ASSIGNED TASK —
In full and without alteration, write out the lines below.

╭──

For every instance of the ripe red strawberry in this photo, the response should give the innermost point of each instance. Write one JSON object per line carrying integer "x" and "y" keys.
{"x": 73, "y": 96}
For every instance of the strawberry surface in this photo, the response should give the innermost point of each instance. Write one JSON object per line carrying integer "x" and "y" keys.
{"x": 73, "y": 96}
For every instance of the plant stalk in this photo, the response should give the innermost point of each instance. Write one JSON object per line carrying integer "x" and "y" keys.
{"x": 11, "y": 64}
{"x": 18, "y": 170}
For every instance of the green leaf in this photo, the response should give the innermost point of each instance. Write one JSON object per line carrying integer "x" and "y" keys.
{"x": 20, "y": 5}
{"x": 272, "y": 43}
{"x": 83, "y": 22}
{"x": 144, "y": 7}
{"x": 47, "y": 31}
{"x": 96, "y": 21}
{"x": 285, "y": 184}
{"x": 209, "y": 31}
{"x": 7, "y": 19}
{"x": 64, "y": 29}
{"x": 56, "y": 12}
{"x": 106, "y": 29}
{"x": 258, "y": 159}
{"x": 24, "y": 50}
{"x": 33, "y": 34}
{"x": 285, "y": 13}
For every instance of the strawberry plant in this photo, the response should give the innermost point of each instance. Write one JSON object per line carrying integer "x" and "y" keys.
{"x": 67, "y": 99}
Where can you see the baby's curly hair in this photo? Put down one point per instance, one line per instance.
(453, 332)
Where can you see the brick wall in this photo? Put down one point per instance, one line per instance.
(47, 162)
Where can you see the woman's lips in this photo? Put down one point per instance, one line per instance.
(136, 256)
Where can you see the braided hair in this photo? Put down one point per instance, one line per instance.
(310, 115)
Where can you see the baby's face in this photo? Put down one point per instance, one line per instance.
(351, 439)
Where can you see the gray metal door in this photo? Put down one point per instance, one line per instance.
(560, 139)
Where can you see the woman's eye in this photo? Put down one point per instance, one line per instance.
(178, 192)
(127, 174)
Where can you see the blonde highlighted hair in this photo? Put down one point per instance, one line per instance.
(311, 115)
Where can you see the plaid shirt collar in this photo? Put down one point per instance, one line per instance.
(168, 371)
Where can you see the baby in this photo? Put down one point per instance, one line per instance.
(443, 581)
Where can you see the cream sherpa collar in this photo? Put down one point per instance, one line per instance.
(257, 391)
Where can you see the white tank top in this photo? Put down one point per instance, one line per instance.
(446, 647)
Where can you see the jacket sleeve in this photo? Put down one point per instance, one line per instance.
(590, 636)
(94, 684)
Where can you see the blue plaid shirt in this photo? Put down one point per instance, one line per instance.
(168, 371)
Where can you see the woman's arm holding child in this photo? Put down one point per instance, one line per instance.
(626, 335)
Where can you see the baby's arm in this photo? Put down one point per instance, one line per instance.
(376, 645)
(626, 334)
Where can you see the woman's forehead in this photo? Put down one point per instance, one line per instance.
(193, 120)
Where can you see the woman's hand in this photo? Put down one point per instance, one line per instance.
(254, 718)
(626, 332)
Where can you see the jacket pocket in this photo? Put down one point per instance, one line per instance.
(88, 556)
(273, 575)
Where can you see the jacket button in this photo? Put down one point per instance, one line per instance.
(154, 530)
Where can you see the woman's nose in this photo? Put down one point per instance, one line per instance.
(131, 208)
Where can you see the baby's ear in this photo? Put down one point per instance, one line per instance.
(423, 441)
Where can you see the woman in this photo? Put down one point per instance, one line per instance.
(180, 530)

╰──

TASK RESULT —
For every instance of the ripe red strawberry in this photo, the response should give the innermost point of each instance. Write one JSON object per line carrying integer "x" and "y" keys.
{"x": 73, "y": 96}
For every instance of the strawberry surface in this photo, the response should give the innermost point of each instance. Write one JSON object per line carrying integer "x" and "y" keys.
{"x": 73, "y": 96}
For every instance of the plant stalk in this photo, the response should give the innermost point of each instance. Write one JSON object per line carrying integer "x" and "y" keys.
{"x": 11, "y": 64}
{"x": 18, "y": 170}
For every instance of the green leaf in this photo, the response should give the innermost point of each instance. Write one JSON object per line carrying integer "x" and "y" keys.
{"x": 20, "y": 5}
{"x": 272, "y": 43}
{"x": 83, "y": 22}
{"x": 144, "y": 7}
{"x": 47, "y": 31}
{"x": 96, "y": 21}
{"x": 285, "y": 184}
{"x": 209, "y": 31}
{"x": 7, "y": 19}
{"x": 64, "y": 29}
{"x": 56, "y": 12}
{"x": 106, "y": 29}
{"x": 258, "y": 159}
{"x": 24, "y": 50}
{"x": 33, "y": 34}
{"x": 285, "y": 13}
For every instance of the strawberry plant in this photo, the response should give the innermost point of each instance. Write one JSON object per line carrying integer "x" and "y" keys.
{"x": 67, "y": 99}
Where can you see the baby's curly hair in this photo? Put down one point per instance, one line per instance.
(453, 332)
Where can you see the brick wall in this photo? Put down one point per instance, one line per instance.
(47, 162)
Where can you see the woman's lips in this photo? Put down one point per instance, one line per instance.
(136, 256)
Where can you see the braided hair in this photo? Put down one point per instance, one line per instance.
(310, 115)
Where can you see the baby's face in this photo? Put down one point per instance, one line per instance.
(351, 439)
Where can you see the gray metal door in this photo? Put down one point per instance, one line per instance.
(560, 139)
Where can you see the woman's eye in this photo? Put down one point per instance, one line per instance.
(178, 192)
(127, 174)
Where can you see the blonde highlighted hair in this photo? Put down one point per instance, one line per instance.
(311, 115)
Where can you see the plaid shirt collar in this photo? Put down one point per instance, one line per instance.
(168, 371)
Where can you see the baby in this photo? Put down one point per instance, one line per instance.
(443, 581)
Where can you see the cream sherpa collar in this photo? Put down one point per instance, one line per instance.
(257, 391)
Where can you see the white tank top in this photo? Put down one point per instance, one line per instance.
(446, 647)
Where can you see the jacket sleeve in this photo? Put down one point per instance, one line per instance.
(590, 636)
(94, 684)
Where can you see the blue plaid shirt in this photo? Put down one point per instance, one line per instance.
(168, 371)
Where can you see the woman's arm holding child in this photo? Put down one point per instance, one line per instance.
(626, 335)
Where can you see the baby's arm in this photo? Put down one point per instance, one line per instance.
(376, 645)
(626, 334)
Where can you see the woman's forehead in this photo? Put down one point per instance, one line per instance.
(193, 120)
Where can you see the woman's hand in this photo? Put down one point per instance, one line per instance.
(254, 718)
(626, 332)
Where can you see the jacket pocket in this photo? Put down one point per instance, one line per instance.
(88, 556)
(273, 575)
Where can you see the jacket button in this photo? Put down one point per instance, one line per instance.
(154, 530)
Where can you see the woman's nose in this photo? Put down one point per instance, one line per instance.
(131, 208)
Where can you see the baby's ear in this photo? Put down one point per instance, one line per instance.
(423, 441)
Where can you see the woman in this photo? Put down one point per instance, one line per instance.
(180, 530)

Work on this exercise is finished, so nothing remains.